Ação necessária
Por favor, liste cada um dos rumos em que, segundo o texto extraído abaixo, desemboca o combate dualístico.

===== Texto extraído =====

O ser humano vive tencionado entre dois polos: entre luz e
escuridão, céu e terra, fragmentação e unidade, espírito e instinto, solidão e
vida comum, medo e desejo, amor e ódio, razão e sentimento, sagrado e
profano..., enfim, entre animalidade e humanidade.
Não se trata de alimentar uma luta entre esses dois
impulsos, como um combate entre o bem e o mal; tampouco se trata de uma leitura
moralista diante da presença das chamadas “tentações”.
O combate dualístico desemboca no puritanismo, no
farisaísmo, no legalismo, no perfeccionismo, no voluntarismo..., esvaziando a
pessoa de toda densidade humana.
A questão de fundo é saber qual dos dois dinamismos nós
alimentamos; é aqui que entra a liberdade (ordenada) para deixar-nos conduzir
pelo Espírito. O centro é o Espírito. Só quando dizemos sim a esta tensão
básica de nossa vida é que conseguimos superar a divisão interna.
Viver uma “vida segundo o Espírito” significa, antes de
tudo, chegar à compreensão e integração das polarizações internas, dos
dinamismos opostos, dos movimentos contraditórios... que nos mantêm “despertos”

===== Extrato de dados =====

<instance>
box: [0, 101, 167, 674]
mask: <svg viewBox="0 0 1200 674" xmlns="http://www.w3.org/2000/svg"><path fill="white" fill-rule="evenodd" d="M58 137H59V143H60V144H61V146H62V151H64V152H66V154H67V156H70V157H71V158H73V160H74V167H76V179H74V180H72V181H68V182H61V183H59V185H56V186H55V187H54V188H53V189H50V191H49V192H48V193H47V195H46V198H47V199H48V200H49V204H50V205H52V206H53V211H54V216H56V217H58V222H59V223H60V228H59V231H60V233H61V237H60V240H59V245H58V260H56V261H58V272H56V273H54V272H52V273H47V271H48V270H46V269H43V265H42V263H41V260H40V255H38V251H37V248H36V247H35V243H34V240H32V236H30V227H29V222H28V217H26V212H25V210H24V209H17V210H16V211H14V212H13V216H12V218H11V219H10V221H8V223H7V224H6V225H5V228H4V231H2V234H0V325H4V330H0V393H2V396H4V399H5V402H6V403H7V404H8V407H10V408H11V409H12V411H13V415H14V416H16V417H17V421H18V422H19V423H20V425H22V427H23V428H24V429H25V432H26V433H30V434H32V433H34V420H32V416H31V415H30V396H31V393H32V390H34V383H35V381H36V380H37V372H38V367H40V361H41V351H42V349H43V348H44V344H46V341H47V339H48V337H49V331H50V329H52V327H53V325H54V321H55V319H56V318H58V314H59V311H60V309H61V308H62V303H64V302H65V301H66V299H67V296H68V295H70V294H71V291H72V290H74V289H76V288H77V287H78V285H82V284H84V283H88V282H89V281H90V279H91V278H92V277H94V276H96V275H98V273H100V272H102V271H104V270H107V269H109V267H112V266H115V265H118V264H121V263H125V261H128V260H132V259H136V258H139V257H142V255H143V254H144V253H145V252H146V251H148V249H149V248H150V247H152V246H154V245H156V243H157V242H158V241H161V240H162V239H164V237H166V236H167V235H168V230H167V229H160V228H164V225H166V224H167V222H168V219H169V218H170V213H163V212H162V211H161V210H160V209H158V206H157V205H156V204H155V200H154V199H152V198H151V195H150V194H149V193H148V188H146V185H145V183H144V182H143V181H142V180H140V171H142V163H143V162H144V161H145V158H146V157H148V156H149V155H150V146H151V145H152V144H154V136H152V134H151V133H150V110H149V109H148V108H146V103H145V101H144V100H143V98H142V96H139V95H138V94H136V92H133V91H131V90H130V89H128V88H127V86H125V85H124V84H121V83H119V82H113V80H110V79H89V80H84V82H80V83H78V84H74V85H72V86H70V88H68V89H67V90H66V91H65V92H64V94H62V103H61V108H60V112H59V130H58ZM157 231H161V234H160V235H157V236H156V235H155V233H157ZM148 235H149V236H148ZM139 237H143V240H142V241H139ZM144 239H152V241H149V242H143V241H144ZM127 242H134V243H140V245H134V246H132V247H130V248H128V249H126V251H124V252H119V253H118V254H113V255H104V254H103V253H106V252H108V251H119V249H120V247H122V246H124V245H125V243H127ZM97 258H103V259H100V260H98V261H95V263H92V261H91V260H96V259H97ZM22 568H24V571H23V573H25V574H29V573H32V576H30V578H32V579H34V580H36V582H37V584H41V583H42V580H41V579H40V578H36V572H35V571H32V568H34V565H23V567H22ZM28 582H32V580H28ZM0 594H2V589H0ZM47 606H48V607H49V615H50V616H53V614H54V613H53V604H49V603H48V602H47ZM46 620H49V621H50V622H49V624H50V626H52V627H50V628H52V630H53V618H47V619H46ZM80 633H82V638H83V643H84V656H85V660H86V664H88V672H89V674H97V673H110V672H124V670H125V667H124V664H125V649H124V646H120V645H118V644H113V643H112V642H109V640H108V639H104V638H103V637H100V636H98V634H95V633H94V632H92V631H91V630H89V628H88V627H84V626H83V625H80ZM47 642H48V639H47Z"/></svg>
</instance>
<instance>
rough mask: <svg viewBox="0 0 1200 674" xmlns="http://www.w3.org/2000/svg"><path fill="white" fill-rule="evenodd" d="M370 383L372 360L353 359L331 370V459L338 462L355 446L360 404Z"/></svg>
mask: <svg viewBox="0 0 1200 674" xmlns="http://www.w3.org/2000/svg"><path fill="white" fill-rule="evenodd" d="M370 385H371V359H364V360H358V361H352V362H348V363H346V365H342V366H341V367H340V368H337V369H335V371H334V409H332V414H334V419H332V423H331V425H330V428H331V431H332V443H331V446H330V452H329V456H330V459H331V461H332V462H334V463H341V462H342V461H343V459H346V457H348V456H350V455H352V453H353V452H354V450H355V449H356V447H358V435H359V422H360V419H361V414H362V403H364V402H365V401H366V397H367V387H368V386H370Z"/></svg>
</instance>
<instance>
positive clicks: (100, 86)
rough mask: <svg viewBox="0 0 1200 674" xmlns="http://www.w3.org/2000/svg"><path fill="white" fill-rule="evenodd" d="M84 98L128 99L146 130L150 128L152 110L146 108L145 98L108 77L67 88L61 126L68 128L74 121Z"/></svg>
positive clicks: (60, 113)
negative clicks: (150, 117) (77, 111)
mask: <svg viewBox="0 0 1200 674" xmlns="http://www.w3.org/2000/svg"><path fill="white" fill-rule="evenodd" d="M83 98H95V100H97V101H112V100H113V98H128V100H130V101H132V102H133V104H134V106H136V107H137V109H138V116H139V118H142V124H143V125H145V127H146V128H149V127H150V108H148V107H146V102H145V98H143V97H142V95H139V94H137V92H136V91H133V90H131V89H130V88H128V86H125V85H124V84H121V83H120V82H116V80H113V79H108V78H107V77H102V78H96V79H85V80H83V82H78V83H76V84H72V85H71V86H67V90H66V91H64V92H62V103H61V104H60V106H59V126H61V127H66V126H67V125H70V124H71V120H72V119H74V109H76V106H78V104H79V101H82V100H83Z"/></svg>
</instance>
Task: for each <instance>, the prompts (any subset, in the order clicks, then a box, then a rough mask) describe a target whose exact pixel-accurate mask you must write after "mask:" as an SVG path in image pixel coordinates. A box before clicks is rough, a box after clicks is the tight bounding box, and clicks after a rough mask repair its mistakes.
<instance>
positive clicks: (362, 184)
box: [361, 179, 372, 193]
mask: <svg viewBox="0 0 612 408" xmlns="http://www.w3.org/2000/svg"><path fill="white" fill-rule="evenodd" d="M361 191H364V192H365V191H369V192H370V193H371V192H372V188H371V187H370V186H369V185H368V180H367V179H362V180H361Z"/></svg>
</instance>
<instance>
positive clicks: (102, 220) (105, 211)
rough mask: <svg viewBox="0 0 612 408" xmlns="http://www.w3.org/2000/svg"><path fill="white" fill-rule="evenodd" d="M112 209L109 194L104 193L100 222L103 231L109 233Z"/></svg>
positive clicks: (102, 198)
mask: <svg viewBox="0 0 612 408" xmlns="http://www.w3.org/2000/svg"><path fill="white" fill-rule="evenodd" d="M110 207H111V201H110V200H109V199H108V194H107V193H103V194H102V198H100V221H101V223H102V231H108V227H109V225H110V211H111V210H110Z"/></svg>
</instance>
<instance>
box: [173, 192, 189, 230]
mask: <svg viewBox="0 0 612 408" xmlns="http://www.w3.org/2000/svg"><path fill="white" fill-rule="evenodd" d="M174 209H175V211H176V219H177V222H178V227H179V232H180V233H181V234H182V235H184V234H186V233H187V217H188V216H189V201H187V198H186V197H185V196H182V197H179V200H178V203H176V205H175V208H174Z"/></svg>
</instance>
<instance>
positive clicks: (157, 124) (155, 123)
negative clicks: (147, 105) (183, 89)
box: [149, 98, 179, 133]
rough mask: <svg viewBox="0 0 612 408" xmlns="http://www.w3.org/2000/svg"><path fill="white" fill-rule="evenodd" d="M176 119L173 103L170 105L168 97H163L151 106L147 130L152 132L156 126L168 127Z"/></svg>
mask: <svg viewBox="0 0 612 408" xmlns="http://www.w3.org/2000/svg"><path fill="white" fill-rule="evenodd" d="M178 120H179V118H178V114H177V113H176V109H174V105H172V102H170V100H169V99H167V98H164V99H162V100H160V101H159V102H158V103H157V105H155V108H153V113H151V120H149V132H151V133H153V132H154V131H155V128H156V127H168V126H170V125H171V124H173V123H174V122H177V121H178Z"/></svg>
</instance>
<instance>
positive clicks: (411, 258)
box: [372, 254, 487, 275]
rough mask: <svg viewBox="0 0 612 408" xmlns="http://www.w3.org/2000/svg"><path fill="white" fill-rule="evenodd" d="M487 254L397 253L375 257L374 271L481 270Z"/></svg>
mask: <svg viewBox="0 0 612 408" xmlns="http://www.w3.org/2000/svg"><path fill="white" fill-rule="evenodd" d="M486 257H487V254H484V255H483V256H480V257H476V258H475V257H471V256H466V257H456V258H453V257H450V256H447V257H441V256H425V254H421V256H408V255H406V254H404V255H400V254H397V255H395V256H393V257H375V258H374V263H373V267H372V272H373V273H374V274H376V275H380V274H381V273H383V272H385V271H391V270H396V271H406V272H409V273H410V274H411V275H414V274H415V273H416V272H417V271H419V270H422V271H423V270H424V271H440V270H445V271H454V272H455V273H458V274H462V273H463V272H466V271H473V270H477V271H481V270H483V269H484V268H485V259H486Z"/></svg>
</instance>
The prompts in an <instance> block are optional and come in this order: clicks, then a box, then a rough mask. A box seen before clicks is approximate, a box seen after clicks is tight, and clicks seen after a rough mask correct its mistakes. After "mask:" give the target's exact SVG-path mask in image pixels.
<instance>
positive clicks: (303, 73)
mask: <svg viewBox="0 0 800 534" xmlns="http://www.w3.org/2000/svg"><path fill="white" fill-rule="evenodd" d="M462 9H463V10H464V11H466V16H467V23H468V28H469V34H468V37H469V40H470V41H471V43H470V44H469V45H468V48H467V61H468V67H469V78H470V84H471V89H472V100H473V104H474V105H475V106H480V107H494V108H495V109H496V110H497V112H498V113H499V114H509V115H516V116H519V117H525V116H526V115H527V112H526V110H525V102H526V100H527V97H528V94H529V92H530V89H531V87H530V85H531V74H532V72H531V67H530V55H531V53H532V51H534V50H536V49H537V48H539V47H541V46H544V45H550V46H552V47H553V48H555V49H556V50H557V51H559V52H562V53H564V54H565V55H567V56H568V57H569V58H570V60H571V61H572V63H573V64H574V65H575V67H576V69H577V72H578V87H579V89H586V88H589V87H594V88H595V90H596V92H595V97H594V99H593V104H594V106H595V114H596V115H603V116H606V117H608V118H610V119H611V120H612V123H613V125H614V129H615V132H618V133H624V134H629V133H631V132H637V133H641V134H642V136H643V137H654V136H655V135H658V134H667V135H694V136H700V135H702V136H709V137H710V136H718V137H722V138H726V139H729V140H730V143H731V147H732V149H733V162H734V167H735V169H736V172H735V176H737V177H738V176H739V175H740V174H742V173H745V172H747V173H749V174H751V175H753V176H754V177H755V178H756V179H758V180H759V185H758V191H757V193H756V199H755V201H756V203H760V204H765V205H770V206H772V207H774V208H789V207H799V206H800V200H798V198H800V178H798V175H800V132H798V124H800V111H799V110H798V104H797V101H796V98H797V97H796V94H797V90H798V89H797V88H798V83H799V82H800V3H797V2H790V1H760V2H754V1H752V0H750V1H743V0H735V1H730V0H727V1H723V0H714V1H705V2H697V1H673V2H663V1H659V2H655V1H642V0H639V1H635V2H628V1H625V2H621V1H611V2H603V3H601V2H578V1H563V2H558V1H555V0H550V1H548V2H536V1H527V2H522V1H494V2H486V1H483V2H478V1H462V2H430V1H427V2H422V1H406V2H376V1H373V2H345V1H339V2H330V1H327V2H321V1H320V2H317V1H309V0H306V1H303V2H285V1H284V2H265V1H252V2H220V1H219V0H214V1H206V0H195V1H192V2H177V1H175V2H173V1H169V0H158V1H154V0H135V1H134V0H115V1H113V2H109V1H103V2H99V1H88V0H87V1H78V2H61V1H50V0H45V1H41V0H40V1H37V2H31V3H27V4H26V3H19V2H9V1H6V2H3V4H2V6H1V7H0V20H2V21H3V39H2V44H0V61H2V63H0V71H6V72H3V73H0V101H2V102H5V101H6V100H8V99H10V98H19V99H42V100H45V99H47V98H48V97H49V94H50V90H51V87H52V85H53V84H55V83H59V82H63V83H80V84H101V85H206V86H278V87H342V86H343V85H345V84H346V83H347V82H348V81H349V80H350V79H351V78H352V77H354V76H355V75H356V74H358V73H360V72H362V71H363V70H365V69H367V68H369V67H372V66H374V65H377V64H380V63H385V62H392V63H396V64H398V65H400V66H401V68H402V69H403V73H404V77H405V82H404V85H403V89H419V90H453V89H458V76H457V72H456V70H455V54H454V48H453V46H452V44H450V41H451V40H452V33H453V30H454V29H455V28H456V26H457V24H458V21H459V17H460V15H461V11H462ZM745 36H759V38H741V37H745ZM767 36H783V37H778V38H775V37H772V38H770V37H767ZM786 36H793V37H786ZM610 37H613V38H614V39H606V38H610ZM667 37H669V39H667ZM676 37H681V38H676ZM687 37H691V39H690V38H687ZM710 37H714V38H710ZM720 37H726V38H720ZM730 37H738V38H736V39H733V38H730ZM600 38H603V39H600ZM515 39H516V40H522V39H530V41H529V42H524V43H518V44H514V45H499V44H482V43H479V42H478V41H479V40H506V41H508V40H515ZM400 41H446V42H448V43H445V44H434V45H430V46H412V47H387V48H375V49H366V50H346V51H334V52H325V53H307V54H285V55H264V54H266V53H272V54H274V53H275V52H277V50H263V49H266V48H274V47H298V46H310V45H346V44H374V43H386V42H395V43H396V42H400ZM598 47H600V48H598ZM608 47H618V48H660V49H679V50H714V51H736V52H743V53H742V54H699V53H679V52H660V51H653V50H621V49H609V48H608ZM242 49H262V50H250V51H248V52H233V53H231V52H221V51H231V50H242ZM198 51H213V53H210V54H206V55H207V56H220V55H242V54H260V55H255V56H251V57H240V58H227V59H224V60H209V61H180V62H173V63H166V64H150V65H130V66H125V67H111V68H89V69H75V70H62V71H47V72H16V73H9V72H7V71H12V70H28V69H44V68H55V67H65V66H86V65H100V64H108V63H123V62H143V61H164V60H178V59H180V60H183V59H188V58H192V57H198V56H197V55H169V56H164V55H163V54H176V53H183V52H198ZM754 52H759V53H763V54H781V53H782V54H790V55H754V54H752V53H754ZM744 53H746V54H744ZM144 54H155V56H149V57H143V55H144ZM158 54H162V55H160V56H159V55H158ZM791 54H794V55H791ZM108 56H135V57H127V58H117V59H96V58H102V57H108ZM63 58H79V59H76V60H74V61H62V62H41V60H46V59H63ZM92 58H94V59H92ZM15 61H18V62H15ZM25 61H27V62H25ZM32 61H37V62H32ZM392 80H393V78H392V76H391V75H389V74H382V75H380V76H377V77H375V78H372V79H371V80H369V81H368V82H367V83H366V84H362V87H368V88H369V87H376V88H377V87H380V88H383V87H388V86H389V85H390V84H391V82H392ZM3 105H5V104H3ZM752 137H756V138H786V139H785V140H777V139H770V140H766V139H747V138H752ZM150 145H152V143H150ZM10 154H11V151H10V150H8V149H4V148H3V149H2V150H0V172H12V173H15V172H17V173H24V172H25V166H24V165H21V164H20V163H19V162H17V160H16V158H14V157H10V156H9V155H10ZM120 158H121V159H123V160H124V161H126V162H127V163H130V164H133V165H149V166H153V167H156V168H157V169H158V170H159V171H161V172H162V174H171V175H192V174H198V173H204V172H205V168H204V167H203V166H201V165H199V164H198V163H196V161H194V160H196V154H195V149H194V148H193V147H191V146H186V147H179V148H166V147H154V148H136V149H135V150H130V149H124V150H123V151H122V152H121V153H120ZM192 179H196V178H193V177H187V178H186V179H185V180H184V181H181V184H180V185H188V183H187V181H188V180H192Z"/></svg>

=====

Resposta esperada
Puritanismo, farisaísmo, legalismo, perfeccionismo e voluntarismo.